● **Given text**:
*** Block opens ***
Sorry for pouncing on your earlier post. It sounds like you have an in-depth knowledge of your side of the argument.

PS - I consider myself a version of one of those silly "environmentalists", .

http://www.nirs.org/

CarloSW2
No problem

Thanks for being open minded about this, whenever I argue about this I don't mean to ever be making personal attacks, I just want to see the best solution implemented - and fast. Whether it's going to be wind, solar or nuclear we need to really move on it, because the lead time for building the massive over-capacity we'd need to go wind and solar or educating a new nuclear energy workforce would be at least a decade.

By the time we really start feeling the pinch from global warming, peak oil or environmental catastrophe we won't be able to suddenly switch over to a carbon friendly infrastructure because it won't be there, we need to build it now.
*** Block closes ***
● **Work order A**: Summarize the forum exchange about energy sources in two sentences.
● **Work order B**: Carry on the forum exchange about energy sources from the point where it stops.
The lines that follow have nothing to do with the forum exchange above.

● **Information supplied**:
*** Block opens ***
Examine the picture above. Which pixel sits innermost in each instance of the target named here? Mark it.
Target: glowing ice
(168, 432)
*** Block closes ***
● **Exercise output A**: One poster apologizes for pouncing on an earlier post and says they consider themselves a version of an environmentalist, and CarloSW2 answers that there is no problem and that the aim is never a personal attack but getting the best solution put in place fast. CarloSW2 argues that whether the choice is wind, solar or nuclear, building the needed over-capacity or educating a new nuclear workforce would take at least a decade, so a carbon-friendly infrastructure has to be built now rather than once global warming, peak oil or environmental catastrophe begin to pinch.

● **Exercise output B**:
Thanks for the link. They have some good points about safety on older plants, but their economic and emissions analysis is way off base. They assume a massively increasing effort required to find nuclear fuel, but if we re-processed that would be a non issue. Also they assume almost no expansion in known uranium reserves, which is kind of like someone in 1920 saying that we'll run out of oil by 1940 - sure, with current known reserves. But no one is even looking for Uranium because producers expanded capacity so much in the 70s, then TMI and Chernobyl happened so there's been a massive over-capacity.

http://www.nirs.org/alternatives/alternativeshome.htm

Also their proposed alternatives have some mis-leading statements like "19.7 Gigawatts of wind" was installed in 2007. But that's PEAK capacity, average output will be closer to 20% of that, and the minimum is probably somewhere around 2-5% of that.

And Biomass as an alternative energy source? Are they serious? I don't know about you, but I'd rather have a modern nuclear power plant next to my house then a biomass plant that's burning sooty biomass to produce a meager amount of power. Burning biomass puts so much fine particulate matter out that installing filters would be prohibitively expensive because they'd cloged in no time. Just think about it for a second, when you grill, what puts out more smoke and junk: Burning charcoal, or burning moldy logs that were destined for a landfill?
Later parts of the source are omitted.